[Document extract]:
◇ ◇ ◇

Dr. Holland agreed. “I rely on the observation of Avery D. -Weisman, MD, who was my mentor. He described middle knowledge as the ability of a patient with advanced disease to cognitively recognize the reality of facing death but being able to deny the fact at other times. He called this ‘uncertain certainty,’” she added.
Seeking Comfort From Others
What makes disease-specific support groups like MSK’s Lung Cancer Survivorship Program so rewarding for patients with advanced cancer is the sense of relief they feel over not being alone. “We normalize the trajectory of what is happening to the patients in our group, and that is what makes what we do so therapeutic for them and gives them something to look forward to every 2 weeks,” said Dr. McFarland. “Our support group provides a way for these patients to regain a social life they might have lost when they were diagnosed. Sometimes the patients in our group don’t know anyone else with lung cancer, and the group gives them back a sense of community and belonging. We may not be able to offer these survivors a cure, but we can offer them comfort.” ■
DISCLOSURE: Drs. Holland and McFarland and Ms. Blackler reported no conflicts of interest.
REFERENCES
1. American Cancer Society: Cancer Facts & Figures 2017. Available at https://www.cancer.org/content/dam/cancer-org/research/cancer-facts-and-statistics/annual-cancer-facts-and-figures/2017/cancer-facts-and-figures-2017.pdf. Accessed December 6, 2017.

◇ ◇ ◇

[Record extracts]:

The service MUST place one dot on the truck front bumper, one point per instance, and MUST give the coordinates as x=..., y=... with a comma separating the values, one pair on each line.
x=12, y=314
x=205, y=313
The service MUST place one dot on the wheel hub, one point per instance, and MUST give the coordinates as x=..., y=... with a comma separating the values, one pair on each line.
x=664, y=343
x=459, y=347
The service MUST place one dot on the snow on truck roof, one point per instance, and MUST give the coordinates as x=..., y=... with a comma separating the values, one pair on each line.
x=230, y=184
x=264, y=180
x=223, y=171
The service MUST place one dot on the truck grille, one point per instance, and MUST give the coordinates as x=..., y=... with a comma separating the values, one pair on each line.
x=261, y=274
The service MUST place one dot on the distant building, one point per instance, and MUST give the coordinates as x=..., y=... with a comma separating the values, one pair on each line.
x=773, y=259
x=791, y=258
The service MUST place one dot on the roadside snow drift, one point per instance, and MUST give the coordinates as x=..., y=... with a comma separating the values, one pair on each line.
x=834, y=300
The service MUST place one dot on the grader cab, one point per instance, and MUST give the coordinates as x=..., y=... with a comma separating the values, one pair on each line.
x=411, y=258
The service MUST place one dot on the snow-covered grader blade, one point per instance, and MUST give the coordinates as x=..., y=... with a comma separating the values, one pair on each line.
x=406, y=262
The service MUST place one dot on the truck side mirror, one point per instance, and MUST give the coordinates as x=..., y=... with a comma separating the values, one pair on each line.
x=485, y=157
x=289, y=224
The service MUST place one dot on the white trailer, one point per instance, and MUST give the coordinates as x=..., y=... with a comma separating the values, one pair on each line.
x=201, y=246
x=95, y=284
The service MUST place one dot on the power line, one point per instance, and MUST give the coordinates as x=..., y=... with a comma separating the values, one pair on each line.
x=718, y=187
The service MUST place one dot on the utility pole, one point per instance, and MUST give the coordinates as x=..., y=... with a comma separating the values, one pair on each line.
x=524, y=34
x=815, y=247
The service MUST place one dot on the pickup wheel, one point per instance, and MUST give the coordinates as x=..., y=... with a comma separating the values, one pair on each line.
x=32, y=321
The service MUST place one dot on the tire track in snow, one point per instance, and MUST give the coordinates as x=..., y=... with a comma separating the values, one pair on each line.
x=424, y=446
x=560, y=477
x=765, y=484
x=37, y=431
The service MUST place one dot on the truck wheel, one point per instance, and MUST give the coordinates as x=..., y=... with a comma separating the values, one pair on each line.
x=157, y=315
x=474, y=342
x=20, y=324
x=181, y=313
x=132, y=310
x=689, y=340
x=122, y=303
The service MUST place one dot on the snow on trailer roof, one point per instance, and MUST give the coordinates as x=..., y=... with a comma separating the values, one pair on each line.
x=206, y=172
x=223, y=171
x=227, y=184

◇ ◇ ◇

[Aim of the exercise]: Please reproduce the whole passage on lung cancer support groups word for word. None of the entries matter here.

[Solved exercise]:
Dr. Holland agreed. “I rely on the observation of Avery D. -Weisman, MD, who was my mentor. He described middle knowledge as the ability of a patient with advanced disease to cognitively recognize the reality of facing death but being able to deny the fact at other times. He called this ‘uncertain certainty,’” she added.
Seeking Comfort From Others
What makes disease-specific support groups like MSK’s Lung Cancer Survivorship Program so rewarding for patients with advanced cancer is the sense of relief they feel over not being alone. “We normalize the trajectory of what is happening to the patients in our group, and that is what makes what we do so therapeutic for them and gives them something to look forward to every 2 weeks,” said Dr. McFarland. “Our support group provides a way for these patients to regain a social life they might have lost when they were diagnosed. Sometimes the patients in our group don’t know anyone else with lung cancer, and the group gives them back a sense of community and belonging. We may not be able to offer these survivors a cure, but we can offer them comfort.” ■
DISCLOSURE: Drs. Holland and McFarland and Ms. Blackler reported no conflicts of interest.
REFERENCES
1. American Cancer Society: Cancer Facts & Figures 2017. Available at https://www.cancer.org/content/dam/cancer-org/research/cancer-facts-and-statistics/annual-cancer-facts-and-figures/2017/cancer-facts-and-figures-2017.pdf. Accessed December 6, 2017.